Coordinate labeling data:
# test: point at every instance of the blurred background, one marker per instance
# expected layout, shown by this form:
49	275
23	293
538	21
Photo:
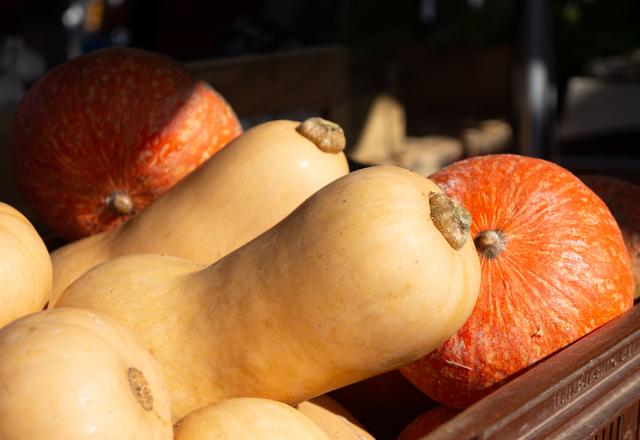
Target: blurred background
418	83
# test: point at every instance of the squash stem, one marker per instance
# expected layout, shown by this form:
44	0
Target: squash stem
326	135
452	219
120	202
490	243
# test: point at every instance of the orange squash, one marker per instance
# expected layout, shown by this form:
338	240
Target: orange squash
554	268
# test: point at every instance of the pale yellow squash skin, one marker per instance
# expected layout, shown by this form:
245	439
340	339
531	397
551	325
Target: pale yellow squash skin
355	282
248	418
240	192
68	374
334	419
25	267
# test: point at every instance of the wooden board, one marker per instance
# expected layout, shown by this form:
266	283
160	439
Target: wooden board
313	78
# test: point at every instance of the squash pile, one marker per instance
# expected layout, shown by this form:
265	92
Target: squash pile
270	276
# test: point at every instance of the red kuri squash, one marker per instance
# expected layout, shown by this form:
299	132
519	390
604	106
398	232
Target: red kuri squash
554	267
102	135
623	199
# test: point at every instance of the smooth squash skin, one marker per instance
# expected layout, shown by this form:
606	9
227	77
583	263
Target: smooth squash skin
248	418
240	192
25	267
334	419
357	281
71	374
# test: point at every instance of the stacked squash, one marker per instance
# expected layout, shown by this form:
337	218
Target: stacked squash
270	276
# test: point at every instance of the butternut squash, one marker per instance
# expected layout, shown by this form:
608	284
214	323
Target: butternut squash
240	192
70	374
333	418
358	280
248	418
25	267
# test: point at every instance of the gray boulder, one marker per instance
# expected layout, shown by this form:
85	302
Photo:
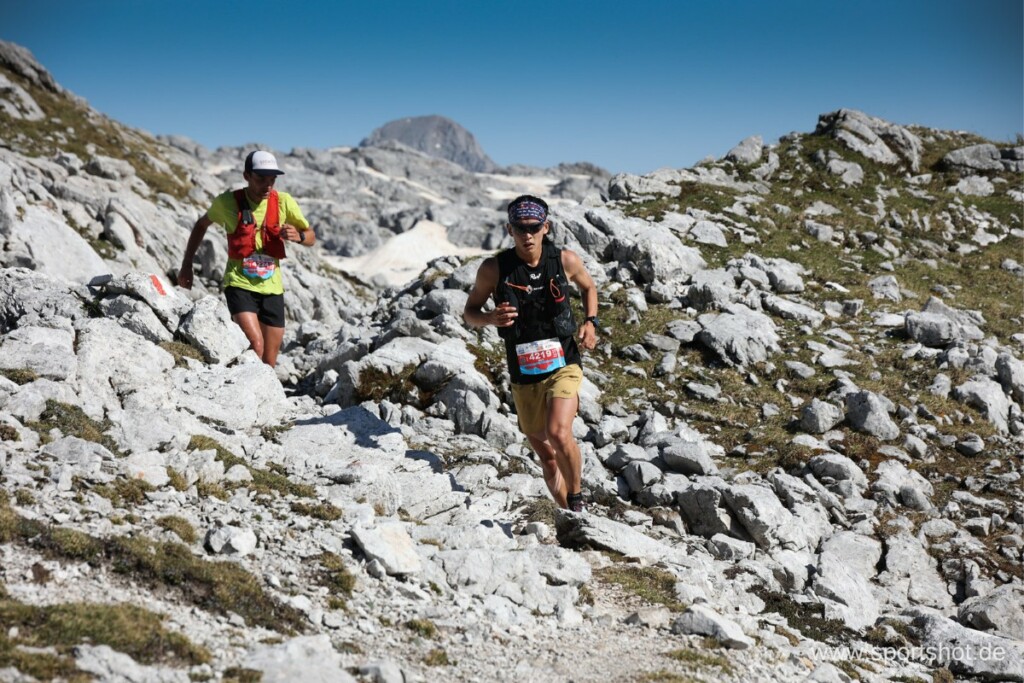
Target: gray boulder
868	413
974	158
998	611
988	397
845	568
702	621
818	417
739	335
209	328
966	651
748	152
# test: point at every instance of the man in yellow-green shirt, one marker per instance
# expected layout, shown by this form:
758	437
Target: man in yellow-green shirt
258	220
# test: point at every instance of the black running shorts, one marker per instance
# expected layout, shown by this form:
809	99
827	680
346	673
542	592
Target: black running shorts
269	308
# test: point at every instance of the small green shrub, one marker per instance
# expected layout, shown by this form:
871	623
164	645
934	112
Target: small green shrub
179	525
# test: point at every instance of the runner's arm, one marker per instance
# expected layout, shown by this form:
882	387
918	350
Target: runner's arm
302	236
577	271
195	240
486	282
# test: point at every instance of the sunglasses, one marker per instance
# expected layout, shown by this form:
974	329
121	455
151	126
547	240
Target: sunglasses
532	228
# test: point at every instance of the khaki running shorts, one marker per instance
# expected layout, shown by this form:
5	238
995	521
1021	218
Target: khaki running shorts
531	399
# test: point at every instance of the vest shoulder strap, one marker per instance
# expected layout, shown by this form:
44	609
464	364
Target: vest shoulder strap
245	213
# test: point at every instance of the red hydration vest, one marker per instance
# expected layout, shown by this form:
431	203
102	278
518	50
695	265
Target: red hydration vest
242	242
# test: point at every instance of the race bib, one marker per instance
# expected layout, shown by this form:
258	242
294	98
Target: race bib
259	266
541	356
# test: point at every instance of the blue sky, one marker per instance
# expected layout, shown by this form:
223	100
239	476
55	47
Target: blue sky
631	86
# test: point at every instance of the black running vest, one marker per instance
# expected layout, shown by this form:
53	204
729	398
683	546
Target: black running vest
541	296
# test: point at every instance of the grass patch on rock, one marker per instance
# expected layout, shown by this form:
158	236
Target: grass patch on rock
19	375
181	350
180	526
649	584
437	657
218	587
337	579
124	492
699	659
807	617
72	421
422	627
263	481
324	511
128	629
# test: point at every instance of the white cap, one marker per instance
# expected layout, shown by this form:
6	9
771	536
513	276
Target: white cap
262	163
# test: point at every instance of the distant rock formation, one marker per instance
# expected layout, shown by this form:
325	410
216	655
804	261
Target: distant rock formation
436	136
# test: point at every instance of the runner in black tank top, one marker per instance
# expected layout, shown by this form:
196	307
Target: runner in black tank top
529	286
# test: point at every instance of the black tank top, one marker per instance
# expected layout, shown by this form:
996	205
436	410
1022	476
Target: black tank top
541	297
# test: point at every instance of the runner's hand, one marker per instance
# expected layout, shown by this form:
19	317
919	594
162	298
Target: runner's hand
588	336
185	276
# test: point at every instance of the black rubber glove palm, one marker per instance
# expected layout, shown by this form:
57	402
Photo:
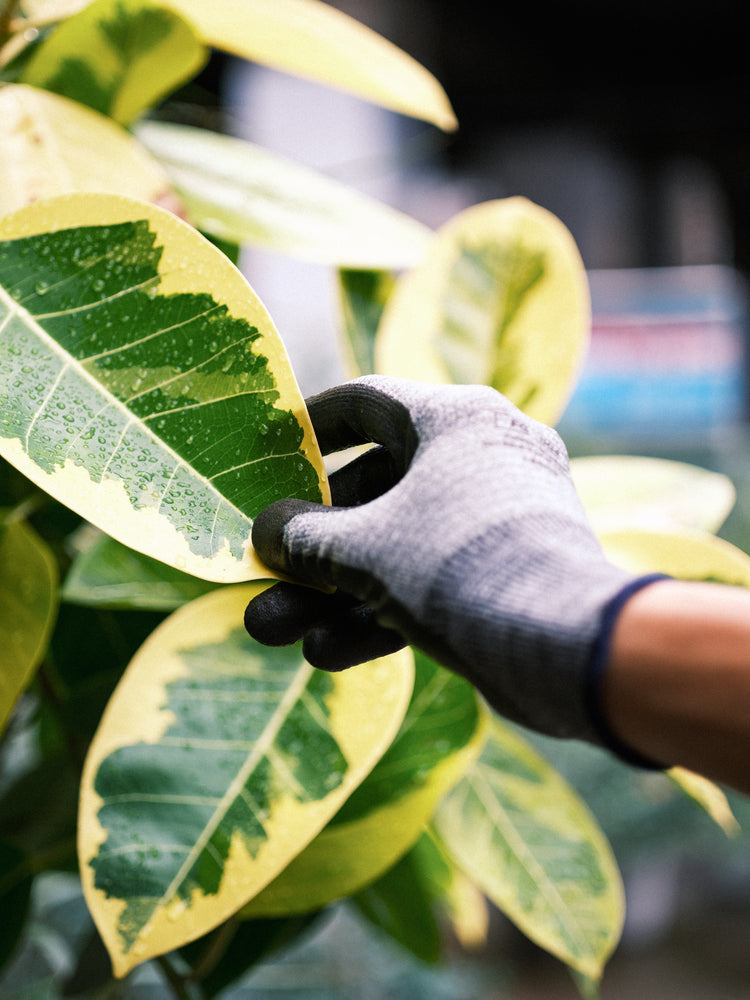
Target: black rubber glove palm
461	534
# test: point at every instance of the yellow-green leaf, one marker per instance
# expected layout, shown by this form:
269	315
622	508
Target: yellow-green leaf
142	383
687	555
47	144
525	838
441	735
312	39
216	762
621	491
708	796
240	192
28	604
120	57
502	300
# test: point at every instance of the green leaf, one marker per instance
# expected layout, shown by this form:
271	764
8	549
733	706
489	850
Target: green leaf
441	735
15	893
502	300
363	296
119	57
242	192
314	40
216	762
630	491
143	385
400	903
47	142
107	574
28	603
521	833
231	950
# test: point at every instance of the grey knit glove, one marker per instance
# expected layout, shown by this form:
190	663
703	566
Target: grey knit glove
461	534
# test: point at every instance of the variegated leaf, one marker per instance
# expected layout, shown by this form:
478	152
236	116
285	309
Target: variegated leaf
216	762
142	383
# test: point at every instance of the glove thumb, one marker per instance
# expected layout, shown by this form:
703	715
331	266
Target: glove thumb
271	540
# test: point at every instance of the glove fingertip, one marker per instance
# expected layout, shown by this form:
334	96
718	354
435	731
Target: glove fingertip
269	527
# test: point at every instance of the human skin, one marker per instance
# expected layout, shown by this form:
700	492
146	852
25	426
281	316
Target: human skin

### Problem details:
Edit all of the lines above by replacing "expected layout" with "sample layout" and keeping everything else the same, then write the lines out again without the pictures.

### Problem solution:
# test: point at every instance of the blurred background, one marker per instance
# sample layout, shown by this form:
49	275
23	293
538	21
Photo:
Target: blurred background
418	83
# test: point at every instance of the squash stem, one marker per instance
# sample layout, shown by this form:
44	0
Target: squash stem
326	135
452	219
120	202
490	243
# test: point at every instance of the orange squash, one marker per instance
# sample layout, shown by this form:
338	240
Target: orange squash
554	268
# test: point at every instance of the pale yellow squash skin, one marker per instance
# sample layout, shown by this form:
245	439
340	339
531	397
551	325
Target: pale yellow squash skin
355	282
248	418
240	192
68	374
334	419
25	267
# test: point at every instance of the wooden board, one marker per instance
# sample layout, shown by this form:
266	283
160	439
Target: wooden board
313	78
# test: point at every instance of the squash pile, one marker per instance
# sample layout, shown by this form:
265	92
Target: squash pile
270	276
# test: point at every instance of the red kuri squash, one marker per instance
# sample layout, shown by this form:
299	132
519	390
604	106
398	232
Target: red kuri squash
554	267
102	135
623	199
# test: point at every instance of the smooth squash skin, one marker per instance
# sample layout, shown by this form:
606	9
227	77
583	263
Target: smooth squash skin
248	418
240	192
25	267
334	419
357	281
71	374
# test: point at every instance of the stacked squash, one marker per instance
# sample layout, shown by this form:
337	218
Target: stacked squash
270	276
# test: point at every instance of the butternut squash, one marker per instance
# sample layout, shown by this form:
608	284
214	323
Target: butternut squash
240	192
70	374
333	418
358	280
248	418
25	267
# test: point at every instance of the gray boulder, one marker per instance
# sample layout, shown by this form:
85	302
Photo:
Target: gray boulder
868	413
974	158
998	611
988	397
845	568
702	621
818	417
739	335
209	328
966	651
748	152
# test: point at every instance of the man in yellow-green shirt, one marker per instance
# sample layout, shown by this form:
758	437
Target: man in yellow-green shirt
258	220
# test: point at every instance of the black running shorts, one marker per instance
# sample layout, shown by this form:
809	99
827	680
346	673
542	592
Target: black running shorts
269	308
# test: point at every instance of the small green shrub, one marker per instance
# sample layout, shown by this form:
871	623
164	645
934	112
Target: small green shrub
179	525
# test: point at every instance of the runner's arm, one marker per instance
# sample layout, shown by this form:
882	387
918	350
Target: runner's arm
302	236
577	271
195	240
486	282
# test: point at every instance of the sunglasses, one marker per instance
# sample layout, shown by this form:
974	329
121	455
151	126
547	240
Target: sunglasses
532	228
# test: point at every instance of the khaki running shorts, one marker per instance
# sample layout, shown by this form:
5	238
995	521
1021	218
Target: khaki running shorts
531	399
# test: point at every instance of the vest shoulder strap, one marker per instance
# sample layout, shown by this form:
44	609
464	364
Target: vest shoulder strap
245	213
# test: point at every instance of the red hydration vest, one marker per instance
# sample layout, shown by this form:
431	203
102	278
518	50
695	265
Target: red hydration vest
242	242
# test: point at every instance of the race bib, one marker per instance
# sample layout, shown by this form:
258	242
294	98
Target: race bib
259	266
541	356
# test: point at every instance of the blue sky, one marker per instance
# sample layout, shown by this form:
223	100
239	476
55	47
Target: blue sky
631	86
# test: point at every instance of the black running vest, one marker per instance
# sample layout, shown by this form:
53	204
729	398
683	546
Target: black running vest
541	296
# test: point at every instance of the grass patch on rock, one marker per instance
# sample layout, shown by this form:
158	236
Target: grass patch on rock
19	375
181	350
180	526
649	584
437	657
218	587
337	579
124	492
699	659
807	617
72	421
422	627
263	481
324	511
128	629
# test: point at every instance of the white cap, one marker per instance
# sample layout, shown by this form:
6	9
771	536
513	276
Target: white cap
262	163
# test: point at every instance of the distant rock formation, one marker per instance
# sample layout, shown by this form:
325	410
216	655
804	261
Target: distant rock formation
436	136
# test: point at every instance of the runner in black tank top, one marker per instance
# sample layout, shown by this form:
196	307
Target: runner in black tank top
529	286
# test: point at every instance of the black tank top, one marker per instance
# sample layout, shown by this form:
996	205
436	410
1022	476
Target: black tank top
541	297
# test: point at every instance of the runner's hand, one marker per instance
# sample layout, shown by this form:
19	317
919	594
162	298
Target: runner's hand
588	336
185	276
# test: point at every instance of the black rubber glove palm, one marker per instance
# sample layout, shown by this form:
57	402
Photo:
Target: black rubber glove palm
461	534
# test: point at every instance of the yellow-green leaf, one marker per instance
# sample layout, shown by this form:
269	315
622	508
Target: yellow-green leaf
142	383
687	555
47	144
525	838
441	735
312	39
216	762
621	491
708	796
240	192
28	604
120	57
502	300
# test: point at every instance of the green leaf, one marker per instance
# sample layout, shown by this form:
271	764
8	549
733	706
489	850
Target: green leaf
441	735
15	893
502	300
363	296
119	57
242	192
314	40
216	762
630	491
143	385
400	903
47	142
107	574
28	603
521	833
231	950
# test: point at every instance of the grey knit glove, one marker per instance
# sample layout, shown by this form:
190	663
703	566
Target: grey knit glove
461	534
# test: point at every instance of the variegated leaf, one marker per instance
# sample layout, shown by this form:
478	152
236	116
285	309
Target: variegated leaf
216	762
142	383
# test: point at every instance of the glove thumb, one marker per instance
# sample layout, shown by this form:
703	715
331	266
Target: glove thumb
271	540
# test: point at every instance of the glove fingertip, one marker per instance
# sample layout, shown by this form:
334	96
718	354
435	731
Target: glove fingertip
269	527
# test: point at every instance of the human skin, one marker per instance
# sample layout, shown by this form:
700	492
146	852
25	426
281	316
Target: human skin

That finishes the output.